[Data listing]
#####

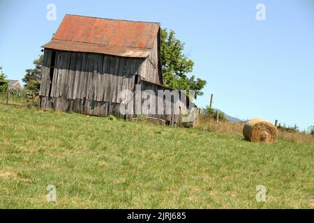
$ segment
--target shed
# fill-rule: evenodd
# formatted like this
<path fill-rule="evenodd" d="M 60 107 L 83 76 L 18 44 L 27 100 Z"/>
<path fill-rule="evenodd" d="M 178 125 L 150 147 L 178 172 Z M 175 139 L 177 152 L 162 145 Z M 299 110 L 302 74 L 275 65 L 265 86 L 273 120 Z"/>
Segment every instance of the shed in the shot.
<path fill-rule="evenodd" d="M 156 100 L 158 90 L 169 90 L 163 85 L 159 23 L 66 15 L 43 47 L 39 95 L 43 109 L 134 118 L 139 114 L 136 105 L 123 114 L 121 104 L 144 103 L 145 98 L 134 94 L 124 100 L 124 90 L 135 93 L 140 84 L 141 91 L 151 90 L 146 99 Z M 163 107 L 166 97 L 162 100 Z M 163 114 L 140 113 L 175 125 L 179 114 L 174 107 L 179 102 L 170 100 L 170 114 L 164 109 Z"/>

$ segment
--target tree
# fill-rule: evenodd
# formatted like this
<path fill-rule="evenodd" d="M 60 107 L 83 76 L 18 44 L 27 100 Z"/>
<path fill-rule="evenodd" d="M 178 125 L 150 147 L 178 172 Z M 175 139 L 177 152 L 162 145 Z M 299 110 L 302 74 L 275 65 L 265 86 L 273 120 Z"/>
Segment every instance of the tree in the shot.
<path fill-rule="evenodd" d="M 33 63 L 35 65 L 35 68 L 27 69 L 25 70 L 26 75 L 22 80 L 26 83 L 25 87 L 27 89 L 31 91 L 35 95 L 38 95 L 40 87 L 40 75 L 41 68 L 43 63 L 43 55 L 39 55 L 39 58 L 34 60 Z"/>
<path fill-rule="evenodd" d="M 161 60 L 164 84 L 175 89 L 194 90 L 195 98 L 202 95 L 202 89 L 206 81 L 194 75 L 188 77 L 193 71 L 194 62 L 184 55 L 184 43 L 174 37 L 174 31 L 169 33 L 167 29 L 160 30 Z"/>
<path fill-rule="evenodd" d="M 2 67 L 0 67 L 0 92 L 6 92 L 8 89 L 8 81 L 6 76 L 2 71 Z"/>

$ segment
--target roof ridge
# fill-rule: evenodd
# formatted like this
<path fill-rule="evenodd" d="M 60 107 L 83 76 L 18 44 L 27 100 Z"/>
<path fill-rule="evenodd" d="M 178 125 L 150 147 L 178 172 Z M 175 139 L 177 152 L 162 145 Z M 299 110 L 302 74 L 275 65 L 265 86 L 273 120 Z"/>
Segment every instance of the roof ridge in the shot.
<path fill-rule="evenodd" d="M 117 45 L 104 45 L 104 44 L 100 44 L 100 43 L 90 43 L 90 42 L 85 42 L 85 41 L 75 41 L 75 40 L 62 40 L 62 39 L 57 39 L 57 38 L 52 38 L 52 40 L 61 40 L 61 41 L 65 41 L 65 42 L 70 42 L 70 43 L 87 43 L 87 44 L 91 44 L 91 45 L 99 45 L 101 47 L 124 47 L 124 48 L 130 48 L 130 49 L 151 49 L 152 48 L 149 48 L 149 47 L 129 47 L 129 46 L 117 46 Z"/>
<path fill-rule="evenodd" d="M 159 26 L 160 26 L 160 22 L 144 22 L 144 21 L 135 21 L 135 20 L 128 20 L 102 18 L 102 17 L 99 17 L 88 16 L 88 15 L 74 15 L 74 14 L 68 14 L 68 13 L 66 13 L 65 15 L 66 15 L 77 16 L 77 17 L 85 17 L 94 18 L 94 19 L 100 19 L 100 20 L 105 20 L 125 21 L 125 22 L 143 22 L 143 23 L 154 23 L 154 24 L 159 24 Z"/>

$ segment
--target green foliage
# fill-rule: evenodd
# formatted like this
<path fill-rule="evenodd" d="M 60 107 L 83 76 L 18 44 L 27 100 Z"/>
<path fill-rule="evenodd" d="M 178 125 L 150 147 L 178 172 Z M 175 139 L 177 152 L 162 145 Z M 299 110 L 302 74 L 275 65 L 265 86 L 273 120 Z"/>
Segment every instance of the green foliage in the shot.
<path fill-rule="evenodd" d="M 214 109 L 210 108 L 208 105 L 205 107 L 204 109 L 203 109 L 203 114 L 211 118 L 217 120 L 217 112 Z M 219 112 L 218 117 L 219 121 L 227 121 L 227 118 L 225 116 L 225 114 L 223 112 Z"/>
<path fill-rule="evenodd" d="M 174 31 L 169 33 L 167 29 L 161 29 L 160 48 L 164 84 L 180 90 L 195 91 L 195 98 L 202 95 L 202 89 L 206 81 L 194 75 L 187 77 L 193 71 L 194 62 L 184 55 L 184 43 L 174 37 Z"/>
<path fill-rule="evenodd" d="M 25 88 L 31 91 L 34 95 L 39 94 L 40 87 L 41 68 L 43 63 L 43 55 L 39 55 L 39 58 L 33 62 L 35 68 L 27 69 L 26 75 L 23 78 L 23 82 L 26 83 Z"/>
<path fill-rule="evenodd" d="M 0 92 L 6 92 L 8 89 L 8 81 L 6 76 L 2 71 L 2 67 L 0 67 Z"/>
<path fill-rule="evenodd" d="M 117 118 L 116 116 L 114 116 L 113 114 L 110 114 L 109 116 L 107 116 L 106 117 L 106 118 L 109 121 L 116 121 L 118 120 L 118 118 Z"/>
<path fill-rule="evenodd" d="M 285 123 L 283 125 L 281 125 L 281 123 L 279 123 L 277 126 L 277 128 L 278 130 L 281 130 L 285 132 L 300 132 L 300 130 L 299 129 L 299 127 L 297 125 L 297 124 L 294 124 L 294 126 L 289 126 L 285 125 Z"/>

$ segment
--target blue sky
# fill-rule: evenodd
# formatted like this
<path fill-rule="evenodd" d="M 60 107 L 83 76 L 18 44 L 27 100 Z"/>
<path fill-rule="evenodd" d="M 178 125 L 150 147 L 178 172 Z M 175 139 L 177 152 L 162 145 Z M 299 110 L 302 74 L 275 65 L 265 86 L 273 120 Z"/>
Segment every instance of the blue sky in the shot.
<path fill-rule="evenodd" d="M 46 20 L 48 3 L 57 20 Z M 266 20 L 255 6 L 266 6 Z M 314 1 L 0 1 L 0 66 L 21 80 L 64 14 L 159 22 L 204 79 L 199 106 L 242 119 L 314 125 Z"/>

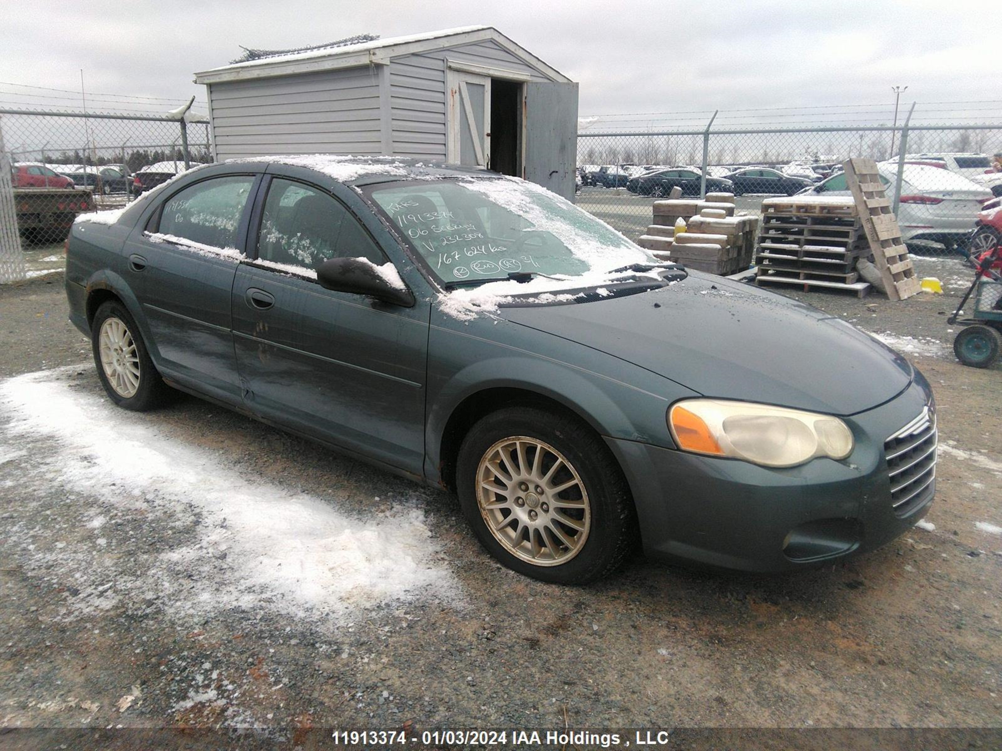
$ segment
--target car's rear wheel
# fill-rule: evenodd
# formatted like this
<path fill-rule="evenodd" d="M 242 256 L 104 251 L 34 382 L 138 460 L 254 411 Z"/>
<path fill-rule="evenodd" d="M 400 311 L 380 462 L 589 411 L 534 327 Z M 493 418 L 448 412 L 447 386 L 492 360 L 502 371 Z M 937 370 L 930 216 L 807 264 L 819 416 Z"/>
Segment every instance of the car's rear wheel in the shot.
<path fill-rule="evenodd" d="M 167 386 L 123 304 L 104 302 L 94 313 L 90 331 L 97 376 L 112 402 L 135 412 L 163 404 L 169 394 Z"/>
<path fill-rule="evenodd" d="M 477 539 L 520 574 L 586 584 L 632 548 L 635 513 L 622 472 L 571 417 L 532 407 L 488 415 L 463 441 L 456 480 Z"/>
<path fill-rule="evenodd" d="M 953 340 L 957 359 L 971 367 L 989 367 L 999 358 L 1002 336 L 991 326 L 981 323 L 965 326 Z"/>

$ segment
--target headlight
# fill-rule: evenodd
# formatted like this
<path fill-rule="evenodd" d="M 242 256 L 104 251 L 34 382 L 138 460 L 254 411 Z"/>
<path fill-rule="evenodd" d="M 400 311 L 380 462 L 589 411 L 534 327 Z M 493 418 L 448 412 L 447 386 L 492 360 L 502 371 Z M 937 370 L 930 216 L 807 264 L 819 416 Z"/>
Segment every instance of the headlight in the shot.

#####

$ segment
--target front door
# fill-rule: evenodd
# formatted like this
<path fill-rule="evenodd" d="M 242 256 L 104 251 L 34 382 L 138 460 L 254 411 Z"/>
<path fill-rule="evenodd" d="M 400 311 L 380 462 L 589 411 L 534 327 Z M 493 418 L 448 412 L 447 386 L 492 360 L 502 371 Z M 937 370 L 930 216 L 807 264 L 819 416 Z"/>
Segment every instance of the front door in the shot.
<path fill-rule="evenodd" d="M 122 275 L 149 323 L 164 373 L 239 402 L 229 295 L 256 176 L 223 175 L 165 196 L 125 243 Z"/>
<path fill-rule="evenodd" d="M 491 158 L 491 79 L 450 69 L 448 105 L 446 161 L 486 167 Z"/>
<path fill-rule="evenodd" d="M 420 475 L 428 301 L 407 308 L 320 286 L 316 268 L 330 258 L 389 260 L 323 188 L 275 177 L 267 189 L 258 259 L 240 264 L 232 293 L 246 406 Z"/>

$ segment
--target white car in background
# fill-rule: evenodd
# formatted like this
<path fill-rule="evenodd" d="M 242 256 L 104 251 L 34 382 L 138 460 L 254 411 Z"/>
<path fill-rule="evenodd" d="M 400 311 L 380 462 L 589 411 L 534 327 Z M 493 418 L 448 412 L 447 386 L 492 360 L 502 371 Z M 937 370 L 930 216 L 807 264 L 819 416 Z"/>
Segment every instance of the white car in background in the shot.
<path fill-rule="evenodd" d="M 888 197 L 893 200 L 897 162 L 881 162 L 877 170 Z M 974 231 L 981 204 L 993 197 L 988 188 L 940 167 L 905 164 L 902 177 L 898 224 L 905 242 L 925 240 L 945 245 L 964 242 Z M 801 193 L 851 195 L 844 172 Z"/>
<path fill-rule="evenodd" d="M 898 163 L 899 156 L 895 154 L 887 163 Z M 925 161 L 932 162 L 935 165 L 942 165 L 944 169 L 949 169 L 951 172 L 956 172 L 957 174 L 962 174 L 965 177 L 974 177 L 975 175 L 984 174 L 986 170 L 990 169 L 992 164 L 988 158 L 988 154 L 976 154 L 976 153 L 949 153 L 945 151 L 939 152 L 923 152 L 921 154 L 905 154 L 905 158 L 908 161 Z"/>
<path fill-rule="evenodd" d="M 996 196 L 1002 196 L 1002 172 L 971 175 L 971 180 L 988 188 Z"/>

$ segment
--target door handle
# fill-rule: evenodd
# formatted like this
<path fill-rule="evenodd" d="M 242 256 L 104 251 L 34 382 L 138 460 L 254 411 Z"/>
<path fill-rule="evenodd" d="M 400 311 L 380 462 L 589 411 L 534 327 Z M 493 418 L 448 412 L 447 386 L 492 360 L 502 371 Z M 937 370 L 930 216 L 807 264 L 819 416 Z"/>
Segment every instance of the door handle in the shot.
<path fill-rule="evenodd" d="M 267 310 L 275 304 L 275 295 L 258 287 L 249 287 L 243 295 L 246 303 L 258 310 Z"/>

#####

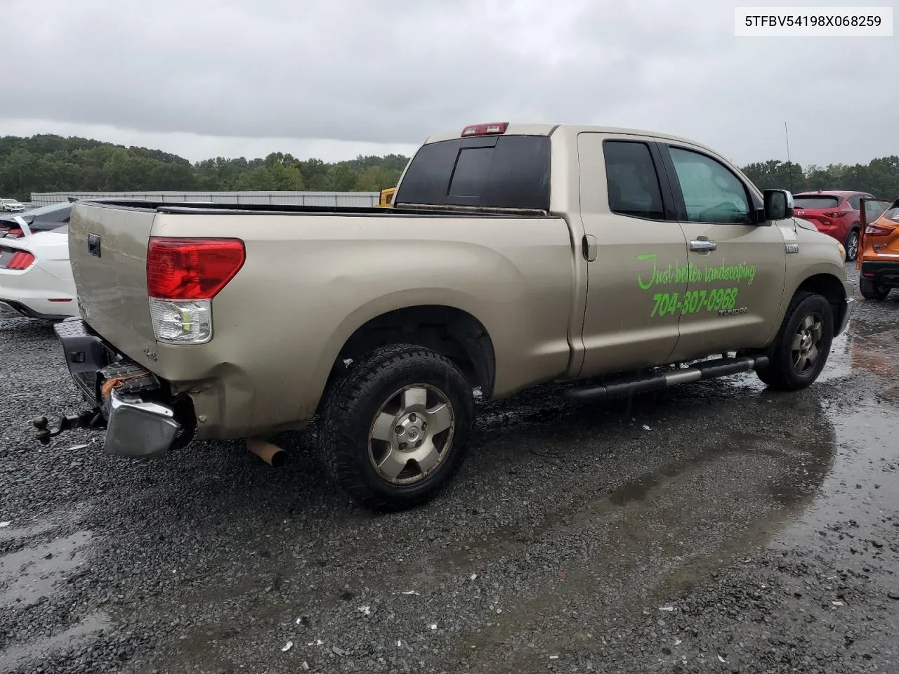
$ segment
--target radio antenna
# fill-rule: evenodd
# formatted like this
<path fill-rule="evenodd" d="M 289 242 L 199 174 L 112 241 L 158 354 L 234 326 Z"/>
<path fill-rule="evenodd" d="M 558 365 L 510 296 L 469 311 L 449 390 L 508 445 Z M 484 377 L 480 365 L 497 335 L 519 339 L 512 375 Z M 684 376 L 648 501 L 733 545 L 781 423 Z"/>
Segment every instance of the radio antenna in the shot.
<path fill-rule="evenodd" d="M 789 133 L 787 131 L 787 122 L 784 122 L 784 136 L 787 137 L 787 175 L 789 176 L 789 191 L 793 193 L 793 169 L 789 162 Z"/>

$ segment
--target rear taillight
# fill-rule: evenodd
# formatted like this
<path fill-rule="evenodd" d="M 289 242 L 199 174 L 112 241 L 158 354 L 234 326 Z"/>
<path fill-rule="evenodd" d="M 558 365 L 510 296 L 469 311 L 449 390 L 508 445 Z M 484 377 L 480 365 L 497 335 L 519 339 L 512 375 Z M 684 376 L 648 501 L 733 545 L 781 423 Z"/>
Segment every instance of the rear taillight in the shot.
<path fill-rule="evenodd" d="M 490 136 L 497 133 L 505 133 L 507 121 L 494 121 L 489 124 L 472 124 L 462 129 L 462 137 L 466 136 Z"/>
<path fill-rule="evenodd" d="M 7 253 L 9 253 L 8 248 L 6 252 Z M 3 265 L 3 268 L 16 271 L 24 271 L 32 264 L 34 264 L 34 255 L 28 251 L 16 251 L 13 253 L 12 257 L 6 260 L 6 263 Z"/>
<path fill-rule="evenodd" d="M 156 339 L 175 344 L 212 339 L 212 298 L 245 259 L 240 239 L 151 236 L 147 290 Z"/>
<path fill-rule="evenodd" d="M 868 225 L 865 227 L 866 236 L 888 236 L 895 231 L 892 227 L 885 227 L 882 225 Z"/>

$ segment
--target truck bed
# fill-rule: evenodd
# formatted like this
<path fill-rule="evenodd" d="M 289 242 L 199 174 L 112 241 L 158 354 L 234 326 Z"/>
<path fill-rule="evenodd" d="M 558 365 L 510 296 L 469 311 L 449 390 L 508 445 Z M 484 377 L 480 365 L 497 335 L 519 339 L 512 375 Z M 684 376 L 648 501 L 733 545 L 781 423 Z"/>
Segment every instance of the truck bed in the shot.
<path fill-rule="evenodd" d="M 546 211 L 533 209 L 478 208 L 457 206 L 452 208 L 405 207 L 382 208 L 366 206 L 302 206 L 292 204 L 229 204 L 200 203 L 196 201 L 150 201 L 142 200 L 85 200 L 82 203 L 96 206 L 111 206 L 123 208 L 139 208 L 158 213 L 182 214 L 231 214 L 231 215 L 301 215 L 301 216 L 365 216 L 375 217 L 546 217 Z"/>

#####

DIRECTIONS: Work out how many lines of the entries above contain the string "radio", and give only that number.

RESULT FOR THIS EXERCISE: 2